**What the task requires:** Reproduce word for word the portion of the Rafael Rangel Sostmann biography below from "Rafael Rangel Sostmann (/es/;" to "of Technology (ITESM).".

**Document excerpt:**

3rd Rector of the Monterrey Institute of Technology*
- In office January 1985 – October 2011
- Preceded by: Fernando García Roel
- Succeeded by: David Noel Ramírez Padilla

Personal details
- Born: 14 August 1941 (age 84) Parral, Chihuahua
- Alma mater: Monterrey Institute of Technology (ITESM) and University of Wisconsin–Madison
- Profession: Mechanical engineer and electrical engineer
- He is the fifth person to serve as head of the institute, but only the third to serve as rector.;

= Rafael Rangel Sostmann =

Mexican academic

Rafael Rangel Sostmann (/es/; born 14 August 1941) is a Mexican engineer and academic who served as president of the Monterrey Institute of Technology (ITESM) from 1985 to 2011. He is a recipient of several honorary degrees, awarded, among others, by Georgetown University (2008), the University of British Columbia (2003), Arizona State University (2004) and the Thunderbird School of Global Management (2009); serves in the board of the World Bank Institute and Cemex; and he is a member of the Global Agenda Council on Education Systems at the World Economic Forum. He announced his retirement as rector of the ITESM on June 21, 2010. On September 12, 2011, Salvador Alva Gómez was announced as the next rector of the Monterrey Institute of Technology (ITESM).

==Biography==

Rangel was born in Parral, Chihuahua, into a family formed by Rafael Rangel Romo, a mining engineer from Aguascalientes and co-proprietor of Molino de El Retiro, S. de R.L. (a flour mill) and Josefina Sostmann, he has a sister Josefina Rangel Sostman who is a painter. He undertook his secondary and preparatory studies in Parral at Instituto Regional, a school managed by the Society of Jesus, and later moved to Monterrey to enroll at the Monterrey Institute of Technology. At Tech he imposed a national record in the 400 meters dash at the age of 22 and graduated with a bachelor's degree in Mechanical and Electrical Engineering in 1965.

**Source information:**
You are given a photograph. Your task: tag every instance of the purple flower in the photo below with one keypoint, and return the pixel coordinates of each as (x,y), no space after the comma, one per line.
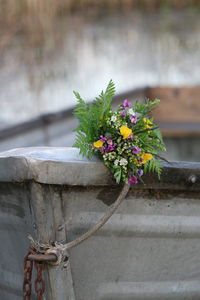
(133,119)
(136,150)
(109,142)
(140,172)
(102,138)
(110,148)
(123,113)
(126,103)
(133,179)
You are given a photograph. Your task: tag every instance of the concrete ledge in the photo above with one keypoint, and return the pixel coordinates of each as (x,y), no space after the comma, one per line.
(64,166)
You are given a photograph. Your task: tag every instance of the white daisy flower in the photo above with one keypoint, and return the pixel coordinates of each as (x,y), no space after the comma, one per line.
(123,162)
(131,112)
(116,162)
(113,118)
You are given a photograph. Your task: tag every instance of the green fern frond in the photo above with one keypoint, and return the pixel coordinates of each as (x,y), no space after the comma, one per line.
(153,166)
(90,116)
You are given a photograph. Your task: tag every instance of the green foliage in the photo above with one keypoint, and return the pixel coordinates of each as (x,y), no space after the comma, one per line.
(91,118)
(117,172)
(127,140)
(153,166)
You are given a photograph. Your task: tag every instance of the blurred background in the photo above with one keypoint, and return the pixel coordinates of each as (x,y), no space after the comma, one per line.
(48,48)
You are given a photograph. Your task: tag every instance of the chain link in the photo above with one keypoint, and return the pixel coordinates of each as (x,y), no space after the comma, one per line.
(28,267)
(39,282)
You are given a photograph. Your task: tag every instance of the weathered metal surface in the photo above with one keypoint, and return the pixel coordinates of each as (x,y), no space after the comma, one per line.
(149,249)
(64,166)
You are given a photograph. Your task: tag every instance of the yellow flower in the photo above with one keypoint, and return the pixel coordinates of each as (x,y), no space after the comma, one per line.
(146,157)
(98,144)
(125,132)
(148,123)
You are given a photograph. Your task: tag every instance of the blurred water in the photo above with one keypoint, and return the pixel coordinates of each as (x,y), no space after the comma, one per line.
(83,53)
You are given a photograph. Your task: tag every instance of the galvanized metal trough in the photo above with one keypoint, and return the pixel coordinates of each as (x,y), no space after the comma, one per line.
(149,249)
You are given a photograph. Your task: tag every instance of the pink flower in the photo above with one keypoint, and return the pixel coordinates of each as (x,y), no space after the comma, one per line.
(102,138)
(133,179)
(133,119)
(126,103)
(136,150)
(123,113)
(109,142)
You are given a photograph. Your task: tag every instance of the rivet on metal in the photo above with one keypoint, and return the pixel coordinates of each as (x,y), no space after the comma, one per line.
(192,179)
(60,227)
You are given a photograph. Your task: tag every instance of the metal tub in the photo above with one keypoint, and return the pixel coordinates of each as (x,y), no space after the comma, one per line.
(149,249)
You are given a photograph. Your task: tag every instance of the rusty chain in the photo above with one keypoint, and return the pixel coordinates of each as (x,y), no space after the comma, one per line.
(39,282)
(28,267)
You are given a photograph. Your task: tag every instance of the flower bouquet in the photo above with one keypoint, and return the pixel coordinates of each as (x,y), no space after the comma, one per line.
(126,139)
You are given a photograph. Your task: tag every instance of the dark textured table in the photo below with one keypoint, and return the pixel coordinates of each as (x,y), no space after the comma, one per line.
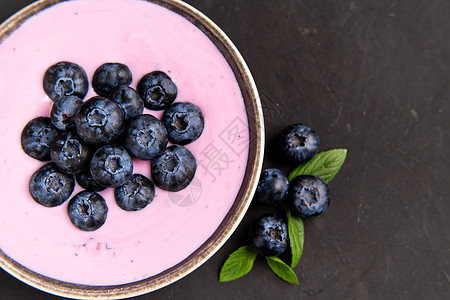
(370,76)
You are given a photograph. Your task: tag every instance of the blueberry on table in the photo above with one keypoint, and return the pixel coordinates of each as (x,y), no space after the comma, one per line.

**Response area:**
Rafael Rangel Sostmann (/es/; born 14 August 1941) is a Mexican engineer and academic who served as president of the Monterrey Institute of Technology (ITESM) from 1985 to 2011. He is a recipient of several honorary degrees, awarded, among others, by Georgetown University (2008), the University of British Columbia (2003), Arizona State University (2004) and the Thunderbird School of Global Management (2009); serves in the board of the World Bank Institute and Cemex; and he is a member of the Global Agenda Council on Education Systems at the World Economic Forum. He announced his retirement as rector of the ITESM on June 21, 2010. On September 12, 2011, Salvador Alva Gómez was announced as the next rector of the Monterrey Institute of Technology (ITESM).